Stored entries
■ ■ ■

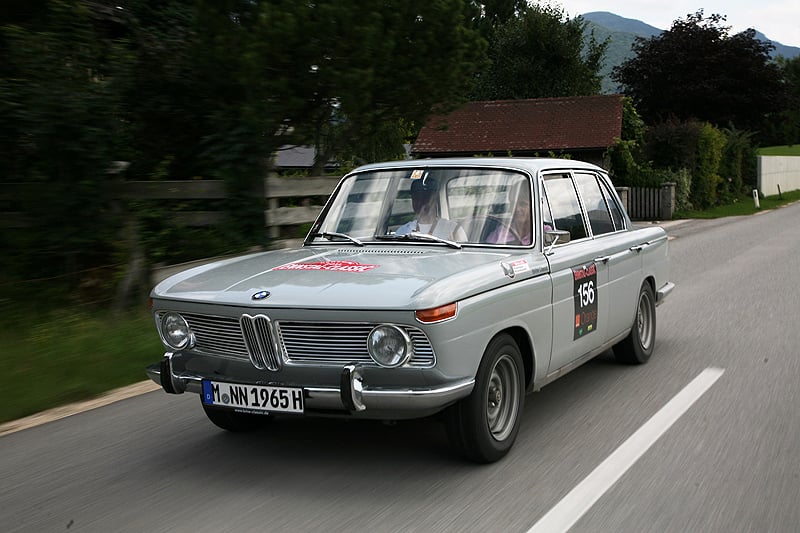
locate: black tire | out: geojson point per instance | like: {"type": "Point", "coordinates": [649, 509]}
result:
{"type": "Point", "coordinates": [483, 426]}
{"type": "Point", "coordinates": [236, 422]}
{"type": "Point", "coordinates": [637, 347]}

■ ■ ■

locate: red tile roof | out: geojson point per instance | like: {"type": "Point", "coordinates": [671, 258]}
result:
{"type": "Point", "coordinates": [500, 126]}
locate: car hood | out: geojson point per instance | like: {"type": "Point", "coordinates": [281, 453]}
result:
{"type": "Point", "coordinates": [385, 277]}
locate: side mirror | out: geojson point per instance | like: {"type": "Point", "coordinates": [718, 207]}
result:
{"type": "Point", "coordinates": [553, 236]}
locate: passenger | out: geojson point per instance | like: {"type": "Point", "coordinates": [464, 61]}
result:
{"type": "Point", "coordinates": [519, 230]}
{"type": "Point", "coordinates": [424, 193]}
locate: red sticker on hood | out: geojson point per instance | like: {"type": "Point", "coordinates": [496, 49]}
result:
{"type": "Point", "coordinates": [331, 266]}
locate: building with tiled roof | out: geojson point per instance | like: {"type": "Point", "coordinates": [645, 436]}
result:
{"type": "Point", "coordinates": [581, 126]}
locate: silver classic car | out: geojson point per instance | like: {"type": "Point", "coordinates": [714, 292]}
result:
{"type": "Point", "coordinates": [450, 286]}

■ ■ ■

Your goal: Would you filter the entries above and keep each line that has the word "roof"?

Answer box:
locate: red tile roof | out: geojson point per instance | like: {"type": "Point", "coordinates": [671, 258]}
locate: building with tiled roof | out: geojson point per instance | like: {"type": "Point", "coordinates": [645, 436]}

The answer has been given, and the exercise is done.